++++ DATASET RECORDS
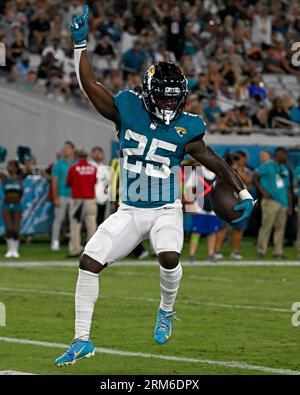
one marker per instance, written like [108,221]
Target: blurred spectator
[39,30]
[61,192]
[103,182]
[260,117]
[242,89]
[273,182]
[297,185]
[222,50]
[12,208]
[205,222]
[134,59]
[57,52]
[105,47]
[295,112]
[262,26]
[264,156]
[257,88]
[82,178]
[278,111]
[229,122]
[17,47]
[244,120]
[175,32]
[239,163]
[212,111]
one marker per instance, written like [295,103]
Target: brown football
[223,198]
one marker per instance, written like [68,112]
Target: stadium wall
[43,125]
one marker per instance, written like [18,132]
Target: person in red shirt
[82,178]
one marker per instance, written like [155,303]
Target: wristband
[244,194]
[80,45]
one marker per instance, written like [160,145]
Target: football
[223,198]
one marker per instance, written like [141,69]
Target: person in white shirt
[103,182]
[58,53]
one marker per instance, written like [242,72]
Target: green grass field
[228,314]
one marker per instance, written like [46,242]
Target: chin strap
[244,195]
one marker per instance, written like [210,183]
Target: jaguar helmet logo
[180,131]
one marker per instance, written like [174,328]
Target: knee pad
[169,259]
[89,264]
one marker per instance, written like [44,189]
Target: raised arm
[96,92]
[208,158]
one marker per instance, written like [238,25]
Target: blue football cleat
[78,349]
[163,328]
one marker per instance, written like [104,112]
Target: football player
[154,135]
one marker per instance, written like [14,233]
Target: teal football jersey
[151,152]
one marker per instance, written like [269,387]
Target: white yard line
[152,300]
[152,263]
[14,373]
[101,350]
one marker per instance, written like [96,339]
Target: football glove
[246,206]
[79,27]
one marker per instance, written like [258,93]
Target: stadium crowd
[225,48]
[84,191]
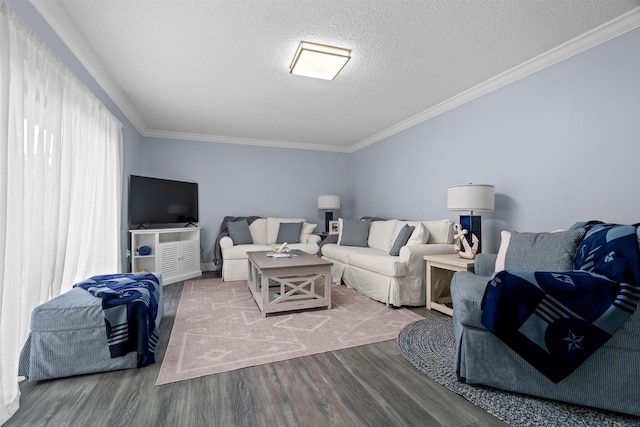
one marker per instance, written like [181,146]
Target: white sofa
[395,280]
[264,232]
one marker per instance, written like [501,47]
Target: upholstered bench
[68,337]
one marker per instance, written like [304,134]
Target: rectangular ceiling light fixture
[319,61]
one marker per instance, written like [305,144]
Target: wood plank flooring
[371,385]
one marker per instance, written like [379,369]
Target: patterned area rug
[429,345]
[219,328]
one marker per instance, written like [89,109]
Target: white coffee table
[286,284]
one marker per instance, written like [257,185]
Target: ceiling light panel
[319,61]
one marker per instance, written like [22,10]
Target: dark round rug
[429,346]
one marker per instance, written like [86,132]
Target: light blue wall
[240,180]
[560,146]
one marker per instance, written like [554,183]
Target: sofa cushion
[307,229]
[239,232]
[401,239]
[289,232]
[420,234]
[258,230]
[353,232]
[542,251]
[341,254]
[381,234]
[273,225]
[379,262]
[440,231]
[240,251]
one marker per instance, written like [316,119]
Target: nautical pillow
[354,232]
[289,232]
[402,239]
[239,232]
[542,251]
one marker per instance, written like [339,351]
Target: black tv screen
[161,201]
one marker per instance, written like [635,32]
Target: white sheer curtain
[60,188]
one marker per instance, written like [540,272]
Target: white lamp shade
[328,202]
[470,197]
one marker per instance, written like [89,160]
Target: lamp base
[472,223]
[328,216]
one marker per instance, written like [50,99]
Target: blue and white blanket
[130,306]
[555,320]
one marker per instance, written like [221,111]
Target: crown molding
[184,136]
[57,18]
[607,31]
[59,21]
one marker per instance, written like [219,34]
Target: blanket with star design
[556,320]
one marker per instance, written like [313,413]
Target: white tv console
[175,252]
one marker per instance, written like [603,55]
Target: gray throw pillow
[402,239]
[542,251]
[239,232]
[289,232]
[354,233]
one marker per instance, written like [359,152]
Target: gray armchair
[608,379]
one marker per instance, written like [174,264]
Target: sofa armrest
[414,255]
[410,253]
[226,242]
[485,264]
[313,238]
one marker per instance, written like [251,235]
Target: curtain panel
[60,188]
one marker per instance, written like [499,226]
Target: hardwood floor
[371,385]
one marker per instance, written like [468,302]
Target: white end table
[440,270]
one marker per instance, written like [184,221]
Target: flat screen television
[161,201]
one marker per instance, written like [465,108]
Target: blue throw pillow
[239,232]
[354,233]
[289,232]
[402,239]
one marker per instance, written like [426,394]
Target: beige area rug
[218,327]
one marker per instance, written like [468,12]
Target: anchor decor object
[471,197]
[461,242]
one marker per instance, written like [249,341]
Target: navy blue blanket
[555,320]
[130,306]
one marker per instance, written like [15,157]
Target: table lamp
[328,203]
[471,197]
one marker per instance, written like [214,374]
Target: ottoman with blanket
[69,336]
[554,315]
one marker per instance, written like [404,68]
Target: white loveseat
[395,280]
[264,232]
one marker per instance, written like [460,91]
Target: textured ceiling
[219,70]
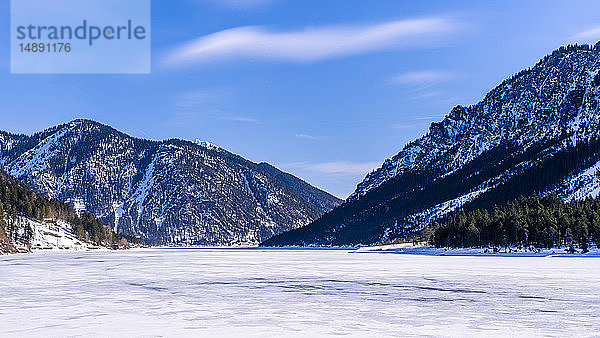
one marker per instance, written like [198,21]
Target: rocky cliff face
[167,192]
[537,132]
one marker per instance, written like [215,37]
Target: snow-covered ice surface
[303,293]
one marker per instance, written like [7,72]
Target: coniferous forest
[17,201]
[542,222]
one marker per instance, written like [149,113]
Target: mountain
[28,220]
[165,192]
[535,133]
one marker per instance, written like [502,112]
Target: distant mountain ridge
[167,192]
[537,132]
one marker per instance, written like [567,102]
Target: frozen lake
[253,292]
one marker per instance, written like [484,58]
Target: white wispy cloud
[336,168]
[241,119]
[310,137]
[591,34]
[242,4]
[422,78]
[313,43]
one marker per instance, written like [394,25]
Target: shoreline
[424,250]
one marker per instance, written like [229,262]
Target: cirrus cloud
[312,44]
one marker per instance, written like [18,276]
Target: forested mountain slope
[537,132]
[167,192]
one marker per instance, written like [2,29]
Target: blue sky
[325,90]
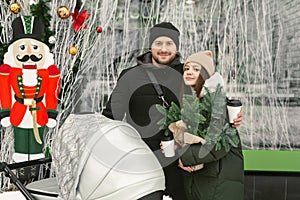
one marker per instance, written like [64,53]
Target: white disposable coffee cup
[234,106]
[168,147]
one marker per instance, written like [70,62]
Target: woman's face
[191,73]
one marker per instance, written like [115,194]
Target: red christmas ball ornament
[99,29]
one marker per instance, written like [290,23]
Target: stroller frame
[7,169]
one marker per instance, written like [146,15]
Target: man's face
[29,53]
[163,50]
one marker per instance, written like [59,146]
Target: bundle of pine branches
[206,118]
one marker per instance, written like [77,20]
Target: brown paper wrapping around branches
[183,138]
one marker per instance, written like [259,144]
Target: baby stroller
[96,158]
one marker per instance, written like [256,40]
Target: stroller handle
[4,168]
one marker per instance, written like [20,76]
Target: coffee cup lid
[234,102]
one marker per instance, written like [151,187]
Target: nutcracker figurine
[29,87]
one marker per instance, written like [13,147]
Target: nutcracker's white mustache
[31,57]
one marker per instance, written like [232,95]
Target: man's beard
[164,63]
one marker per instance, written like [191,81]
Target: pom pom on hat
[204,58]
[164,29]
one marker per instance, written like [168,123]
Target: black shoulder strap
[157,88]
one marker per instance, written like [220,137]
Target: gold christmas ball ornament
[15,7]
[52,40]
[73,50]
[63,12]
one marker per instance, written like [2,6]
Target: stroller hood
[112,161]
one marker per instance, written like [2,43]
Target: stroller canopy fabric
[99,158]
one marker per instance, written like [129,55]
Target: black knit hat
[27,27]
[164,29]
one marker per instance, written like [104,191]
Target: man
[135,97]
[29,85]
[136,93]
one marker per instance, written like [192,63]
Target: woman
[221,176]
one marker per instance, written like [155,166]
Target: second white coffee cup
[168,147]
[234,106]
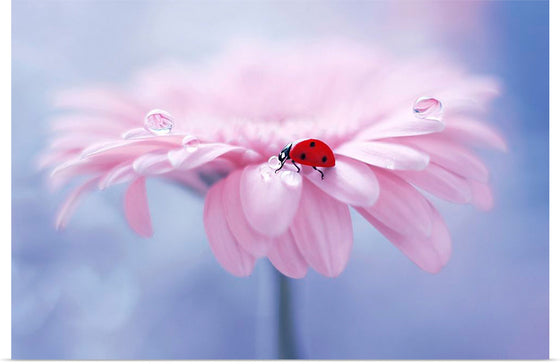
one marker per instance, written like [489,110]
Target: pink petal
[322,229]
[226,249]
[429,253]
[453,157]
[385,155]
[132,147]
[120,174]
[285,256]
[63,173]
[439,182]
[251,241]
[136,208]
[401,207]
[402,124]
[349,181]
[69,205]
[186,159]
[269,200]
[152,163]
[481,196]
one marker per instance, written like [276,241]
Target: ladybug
++++++++
++++ DATASET RECORDS
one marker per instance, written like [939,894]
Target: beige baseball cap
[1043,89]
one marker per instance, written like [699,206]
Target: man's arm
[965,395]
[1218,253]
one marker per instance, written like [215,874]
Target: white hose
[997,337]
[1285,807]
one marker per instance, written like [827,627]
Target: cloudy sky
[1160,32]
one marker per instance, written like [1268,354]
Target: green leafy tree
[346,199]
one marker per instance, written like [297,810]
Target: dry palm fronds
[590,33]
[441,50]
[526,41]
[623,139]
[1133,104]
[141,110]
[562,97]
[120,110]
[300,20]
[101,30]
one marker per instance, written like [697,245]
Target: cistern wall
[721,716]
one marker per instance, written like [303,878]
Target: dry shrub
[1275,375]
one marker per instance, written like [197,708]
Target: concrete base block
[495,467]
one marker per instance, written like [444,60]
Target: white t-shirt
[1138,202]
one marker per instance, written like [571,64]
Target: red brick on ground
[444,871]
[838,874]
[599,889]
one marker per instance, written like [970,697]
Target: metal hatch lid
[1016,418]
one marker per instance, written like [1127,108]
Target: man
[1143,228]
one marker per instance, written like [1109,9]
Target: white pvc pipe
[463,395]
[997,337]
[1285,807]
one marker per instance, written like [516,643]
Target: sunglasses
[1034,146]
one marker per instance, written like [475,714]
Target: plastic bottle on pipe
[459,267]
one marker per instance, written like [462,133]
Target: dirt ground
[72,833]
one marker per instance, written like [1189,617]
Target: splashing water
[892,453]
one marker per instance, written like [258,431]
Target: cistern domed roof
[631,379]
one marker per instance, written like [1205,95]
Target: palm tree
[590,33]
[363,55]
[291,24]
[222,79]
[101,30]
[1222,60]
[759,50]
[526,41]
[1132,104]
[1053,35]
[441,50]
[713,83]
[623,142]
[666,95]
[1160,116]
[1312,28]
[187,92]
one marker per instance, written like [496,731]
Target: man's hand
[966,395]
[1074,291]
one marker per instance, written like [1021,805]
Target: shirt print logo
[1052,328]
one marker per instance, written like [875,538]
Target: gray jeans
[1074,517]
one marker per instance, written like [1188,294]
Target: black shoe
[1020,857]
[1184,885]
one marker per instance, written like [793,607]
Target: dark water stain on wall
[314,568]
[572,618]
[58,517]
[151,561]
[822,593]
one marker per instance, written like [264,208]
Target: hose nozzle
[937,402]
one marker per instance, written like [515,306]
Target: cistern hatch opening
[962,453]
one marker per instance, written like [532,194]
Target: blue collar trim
++++++++
++++ DATASET RECORDS
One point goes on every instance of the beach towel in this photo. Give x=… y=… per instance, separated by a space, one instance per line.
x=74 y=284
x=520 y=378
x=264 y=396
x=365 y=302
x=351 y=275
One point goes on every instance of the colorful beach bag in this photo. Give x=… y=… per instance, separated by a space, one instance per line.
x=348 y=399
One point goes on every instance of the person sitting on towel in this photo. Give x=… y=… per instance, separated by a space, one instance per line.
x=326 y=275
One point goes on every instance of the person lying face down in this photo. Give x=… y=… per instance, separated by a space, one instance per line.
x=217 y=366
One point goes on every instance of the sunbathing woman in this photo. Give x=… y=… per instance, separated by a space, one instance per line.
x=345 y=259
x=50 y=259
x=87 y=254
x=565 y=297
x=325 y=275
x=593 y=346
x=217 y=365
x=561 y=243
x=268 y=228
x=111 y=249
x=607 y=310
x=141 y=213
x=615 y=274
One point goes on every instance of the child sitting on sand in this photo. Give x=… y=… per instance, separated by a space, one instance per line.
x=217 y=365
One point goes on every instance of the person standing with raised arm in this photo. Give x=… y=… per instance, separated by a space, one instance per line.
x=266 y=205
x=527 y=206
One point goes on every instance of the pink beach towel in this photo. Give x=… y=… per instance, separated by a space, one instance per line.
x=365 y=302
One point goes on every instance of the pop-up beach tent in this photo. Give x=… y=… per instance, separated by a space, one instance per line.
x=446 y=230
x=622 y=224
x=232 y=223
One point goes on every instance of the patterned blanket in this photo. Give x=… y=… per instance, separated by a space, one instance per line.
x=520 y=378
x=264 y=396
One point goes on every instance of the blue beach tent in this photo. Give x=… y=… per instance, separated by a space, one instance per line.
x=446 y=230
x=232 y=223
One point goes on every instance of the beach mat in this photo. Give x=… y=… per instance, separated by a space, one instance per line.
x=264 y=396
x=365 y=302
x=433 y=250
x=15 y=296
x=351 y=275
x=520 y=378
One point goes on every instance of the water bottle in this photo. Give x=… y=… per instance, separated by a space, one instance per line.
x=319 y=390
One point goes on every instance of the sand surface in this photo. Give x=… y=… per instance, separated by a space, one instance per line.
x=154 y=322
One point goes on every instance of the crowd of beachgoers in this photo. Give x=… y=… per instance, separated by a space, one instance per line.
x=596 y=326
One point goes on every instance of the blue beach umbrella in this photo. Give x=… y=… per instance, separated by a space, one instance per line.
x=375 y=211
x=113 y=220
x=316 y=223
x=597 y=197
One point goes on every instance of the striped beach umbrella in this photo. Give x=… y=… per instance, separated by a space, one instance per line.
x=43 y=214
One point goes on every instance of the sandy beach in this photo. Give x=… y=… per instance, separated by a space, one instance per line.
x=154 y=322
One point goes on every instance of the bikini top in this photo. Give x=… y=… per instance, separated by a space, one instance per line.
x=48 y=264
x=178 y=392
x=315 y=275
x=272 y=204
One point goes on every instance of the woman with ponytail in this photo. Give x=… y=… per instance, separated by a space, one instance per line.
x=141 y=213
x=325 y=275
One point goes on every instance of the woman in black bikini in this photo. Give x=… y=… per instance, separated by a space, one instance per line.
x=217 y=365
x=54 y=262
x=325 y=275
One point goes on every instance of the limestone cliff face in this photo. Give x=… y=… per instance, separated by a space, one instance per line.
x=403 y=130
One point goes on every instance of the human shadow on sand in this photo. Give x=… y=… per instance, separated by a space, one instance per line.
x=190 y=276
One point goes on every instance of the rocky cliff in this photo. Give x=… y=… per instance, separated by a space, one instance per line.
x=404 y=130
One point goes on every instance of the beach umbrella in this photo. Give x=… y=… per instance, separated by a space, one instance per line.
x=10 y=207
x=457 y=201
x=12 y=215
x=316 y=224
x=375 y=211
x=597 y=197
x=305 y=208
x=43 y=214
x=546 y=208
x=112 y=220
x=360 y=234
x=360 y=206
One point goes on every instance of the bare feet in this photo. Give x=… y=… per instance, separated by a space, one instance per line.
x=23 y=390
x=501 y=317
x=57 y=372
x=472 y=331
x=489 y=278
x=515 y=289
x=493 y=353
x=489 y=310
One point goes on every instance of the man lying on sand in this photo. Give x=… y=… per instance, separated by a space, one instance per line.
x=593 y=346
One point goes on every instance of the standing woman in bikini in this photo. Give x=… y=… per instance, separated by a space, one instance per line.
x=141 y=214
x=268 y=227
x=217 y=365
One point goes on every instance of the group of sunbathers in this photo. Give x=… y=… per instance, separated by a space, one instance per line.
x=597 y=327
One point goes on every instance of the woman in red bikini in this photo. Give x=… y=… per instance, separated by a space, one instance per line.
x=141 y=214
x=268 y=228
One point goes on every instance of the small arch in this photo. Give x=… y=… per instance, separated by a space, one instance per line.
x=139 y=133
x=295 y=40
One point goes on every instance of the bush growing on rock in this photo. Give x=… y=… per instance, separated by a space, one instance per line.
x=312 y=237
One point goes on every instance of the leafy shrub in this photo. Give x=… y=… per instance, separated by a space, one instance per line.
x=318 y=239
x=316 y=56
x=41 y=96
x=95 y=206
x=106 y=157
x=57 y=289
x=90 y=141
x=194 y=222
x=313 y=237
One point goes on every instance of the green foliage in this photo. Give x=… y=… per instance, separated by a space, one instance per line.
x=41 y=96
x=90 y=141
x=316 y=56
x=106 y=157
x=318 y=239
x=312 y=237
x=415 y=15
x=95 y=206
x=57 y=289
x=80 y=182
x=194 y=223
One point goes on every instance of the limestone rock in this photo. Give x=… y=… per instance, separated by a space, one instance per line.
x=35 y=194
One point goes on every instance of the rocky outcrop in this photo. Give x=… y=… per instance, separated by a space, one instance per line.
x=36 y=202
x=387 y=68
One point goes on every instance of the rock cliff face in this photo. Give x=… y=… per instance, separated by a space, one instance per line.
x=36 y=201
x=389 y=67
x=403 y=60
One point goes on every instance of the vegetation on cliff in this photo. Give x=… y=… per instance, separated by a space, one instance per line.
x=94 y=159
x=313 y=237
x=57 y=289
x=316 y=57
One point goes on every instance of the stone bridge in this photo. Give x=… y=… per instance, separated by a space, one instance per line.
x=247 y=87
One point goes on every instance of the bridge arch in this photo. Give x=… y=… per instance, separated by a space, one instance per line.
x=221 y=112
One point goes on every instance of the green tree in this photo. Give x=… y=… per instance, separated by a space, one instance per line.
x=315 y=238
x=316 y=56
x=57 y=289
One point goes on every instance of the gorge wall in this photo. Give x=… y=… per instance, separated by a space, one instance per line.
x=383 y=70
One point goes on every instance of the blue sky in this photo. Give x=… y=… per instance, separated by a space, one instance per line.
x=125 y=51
++++++++
EXERCISE INSTRUCTIONS: Above are some records; copy exactly the lines from the one with "Target: upholstered bench" through the one with "one marker per instance, written like [339,351]", both included, and no others.

FINISHED TASK:
Target: upholstered bench
[68,337]
one marker per instance, written like [304,134]
Target: rectangular ceiling light fixture
[319,61]
one marker per instance, written like [305,144]
Target: wood plank flooring
[371,385]
one marker per instance, written like [379,369]
Target: patterned area rug
[429,345]
[219,328]
one marker per instance, written like [89,109]
Target: white coffee table
[286,284]
one marker per instance, written like [257,185]
Target: ceiling light panel
[319,61]
one marker per instance, written like [22,10]
Target: dark round rug
[429,346]
one marker per instance, written like [86,132]
Target: light blue wall
[240,180]
[560,146]
one marker per instance, written like [554,183]
Target: sofa cushion
[307,229]
[239,232]
[401,239]
[289,232]
[420,234]
[258,230]
[353,232]
[542,251]
[341,254]
[381,234]
[273,225]
[379,262]
[440,231]
[240,251]
one marker per instance, written like [316,119]
Target: nautical pillow
[354,232]
[289,232]
[402,239]
[239,232]
[542,251]
one marker per instance, written like [339,351]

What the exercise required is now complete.